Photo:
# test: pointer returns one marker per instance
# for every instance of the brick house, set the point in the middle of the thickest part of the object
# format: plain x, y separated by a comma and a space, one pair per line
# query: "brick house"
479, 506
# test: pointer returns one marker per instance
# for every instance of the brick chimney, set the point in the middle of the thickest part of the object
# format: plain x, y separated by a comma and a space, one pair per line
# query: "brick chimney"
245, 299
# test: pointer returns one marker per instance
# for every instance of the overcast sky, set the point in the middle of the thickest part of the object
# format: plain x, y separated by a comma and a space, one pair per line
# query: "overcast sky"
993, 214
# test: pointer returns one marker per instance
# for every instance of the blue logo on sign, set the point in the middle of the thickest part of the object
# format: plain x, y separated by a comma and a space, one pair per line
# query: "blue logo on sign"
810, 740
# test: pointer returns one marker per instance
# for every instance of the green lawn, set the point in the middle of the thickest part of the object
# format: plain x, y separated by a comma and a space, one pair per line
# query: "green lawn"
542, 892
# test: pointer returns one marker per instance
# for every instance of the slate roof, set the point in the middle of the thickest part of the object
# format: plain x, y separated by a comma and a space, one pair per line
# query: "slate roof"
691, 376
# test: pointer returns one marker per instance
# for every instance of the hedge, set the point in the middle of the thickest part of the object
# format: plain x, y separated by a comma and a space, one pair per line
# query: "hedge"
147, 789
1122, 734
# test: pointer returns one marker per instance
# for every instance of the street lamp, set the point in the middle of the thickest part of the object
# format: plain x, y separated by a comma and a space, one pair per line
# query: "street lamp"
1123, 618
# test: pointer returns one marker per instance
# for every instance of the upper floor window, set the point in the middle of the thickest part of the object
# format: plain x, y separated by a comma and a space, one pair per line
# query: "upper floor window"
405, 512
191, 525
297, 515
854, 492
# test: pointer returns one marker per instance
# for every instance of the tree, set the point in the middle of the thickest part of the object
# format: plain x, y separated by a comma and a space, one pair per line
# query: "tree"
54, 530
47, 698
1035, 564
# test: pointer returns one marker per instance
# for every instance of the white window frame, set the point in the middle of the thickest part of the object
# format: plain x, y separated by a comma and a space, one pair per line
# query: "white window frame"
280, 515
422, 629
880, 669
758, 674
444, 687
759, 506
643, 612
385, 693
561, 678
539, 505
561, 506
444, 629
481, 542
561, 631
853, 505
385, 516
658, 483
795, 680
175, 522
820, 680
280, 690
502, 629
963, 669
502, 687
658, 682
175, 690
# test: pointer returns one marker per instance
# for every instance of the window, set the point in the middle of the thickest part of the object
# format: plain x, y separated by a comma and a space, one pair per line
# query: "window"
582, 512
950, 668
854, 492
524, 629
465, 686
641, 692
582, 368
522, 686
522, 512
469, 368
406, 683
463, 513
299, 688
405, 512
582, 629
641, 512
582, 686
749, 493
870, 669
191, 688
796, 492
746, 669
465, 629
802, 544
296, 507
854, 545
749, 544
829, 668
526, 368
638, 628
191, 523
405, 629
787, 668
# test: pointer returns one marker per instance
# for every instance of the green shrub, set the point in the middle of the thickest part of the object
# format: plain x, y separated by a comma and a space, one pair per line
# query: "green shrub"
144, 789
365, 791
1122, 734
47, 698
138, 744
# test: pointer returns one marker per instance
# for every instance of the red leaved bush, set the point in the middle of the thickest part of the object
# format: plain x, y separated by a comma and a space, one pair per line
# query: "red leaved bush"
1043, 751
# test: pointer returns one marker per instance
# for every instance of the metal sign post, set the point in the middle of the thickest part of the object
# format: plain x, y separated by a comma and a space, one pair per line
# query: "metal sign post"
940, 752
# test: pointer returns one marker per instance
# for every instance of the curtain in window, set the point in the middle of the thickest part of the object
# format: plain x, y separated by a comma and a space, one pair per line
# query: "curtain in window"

**JOB:**
Retype the records that precede this task, keeping them exactly the same.

**OUTPUT FOR THIS TASK:**
Photo:
# test: pointer returns one marker per instance
# for every instance of the brick house, set the point in the middle of the thickest part of the object
# format: plain x, y separated by a comma and a space, one pair per line
# query: "brick house"
479, 506
# test: pointer returns one marker per instance
# for every instance of the brick chimney, set the point in the middle of the thickest part of the object
# format: plain x, y separated by a comma and a space, one pair per line
# query: "brick chimney"
245, 299
# test: pointer returns one marker per instance
# for every instance of the overcast sky, set the point in the middle of the thickest part of the object
# format: plain x, y separated by a comma and a space, one pair per line
# query: "overcast sky"
993, 214
# test: pointer returns one marker per instance
# for every instance of the blue logo on sign, set the point in the middle of the thickest part of the object
# format: plain x, y separated by a comma and a space, one pair per line
# query: "blue logo on sign"
810, 740
# test: pointer returns one marker per instance
# for every instance of the green lawn, set the point in the middle of the thickest part of the object
# format: plain x, y separated by a comma and a space, one pair per line
# query: "green lawn"
542, 892
# test: pointer returns one marker per instance
# for every instance of the slate roof, set the point in the middle of the thickest part of the object
# format: plain x, y separated by a comma and a space, one pair per line
# query: "slate roof"
691, 376
# test: pointer returns one marker per instance
# for every instance of the hedge, set the point in the middle of the thickest part of the object
# format: plain x, y separated by a comma and a space, one pair per line
# query: "hedge"
147, 789
1122, 734
# test: pointer returns one marker per instance
# for every instance of the street lamp, set the point in the middle of the thickest part of the object
# format: plain x, y separated by a comma and a space, one pair per line
# query: "street lamp"
1123, 618
# test: pointer returns one marker per instance
# for every instance of the upper floor window, set the point in the middle of the thickest part of the object
# format: plain x, y separated by a comma and a space, one pair per line
# query: "upper floor window"
405, 512
191, 525
297, 515
854, 492
# test: pointer returns one marker per instance
# for every instance of the tree, set the point in the middle of the thickest part of the object
# format: plain x, y separated by a comma and a space, one pair per line
# query: "tree"
54, 530
47, 698
1035, 564
# test: pointer returns one marker per instance
# for every instance of the white window frame, set the point in the middle of the thickest part of the object
# format: plain x, y separated by a comma and a space, one pair per line
# query: "white window frame"
280, 515
422, 629
880, 669
758, 674
444, 687
759, 506
643, 612
385, 693
561, 678
539, 505
561, 506
444, 629
481, 542
561, 631
853, 505
385, 516
658, 483
795, 680
175, 522
820, 680
280, 690
502, 629
963, 669
502, 687
658, 682
175, 690
# test: pointer returns one marker per instance
# for every instance of the window, set the point in the middle of the thickest part of the object
# format: plain x, y separated by a comma and a space, one pair per line
# query: "window"
582, 512
950, 668
854, 492
524, 629
465, 686
641, 692
582, 368
522, 686
522, 512
469, 368
406, 683
463, 513
299, 688
405, 512
582, 629
641, 512
582, 686
749, 493
870, 669
191, 688
796, 492
746, 669
465, 629
802, 544
296, 507
854, 545
749, 544
829, 668
526, 368
638, 628
191, 523
405, 629
787, 668
# test: pointer returns one marker per instance
# for every instance of the green shrub, set the point in the middle of the thickest part of the object
# format: plain x, y separated by a comma and a space, one pair per line
# query: "green shrub"
144, 789
365, 791
1122, 734
47, 698
138, 744
# test: pointer returns one marker per instance
# for every instance of the red leaved bush, set the point in the middle of the thickest part of the object
# format: plain x, y separated by a comma and a space, one pair per line
# query: "red leaved bush"
1043, 751
# test: pointer returns one marker per instance
# for every instance of the metal sign post, set the point in the middle of the thickest part of the object
# format: plain x, y separated by a comma and a space, one pair per line
# query: "metal sign post"
940, 752
# test: pointer returns one marker per instance
# for every instance of the curtain in window, set the point in the middle of the thickest part of the object
# format: plain x, y separated by a comma and a space, one pair per line
# query: "curtain in window"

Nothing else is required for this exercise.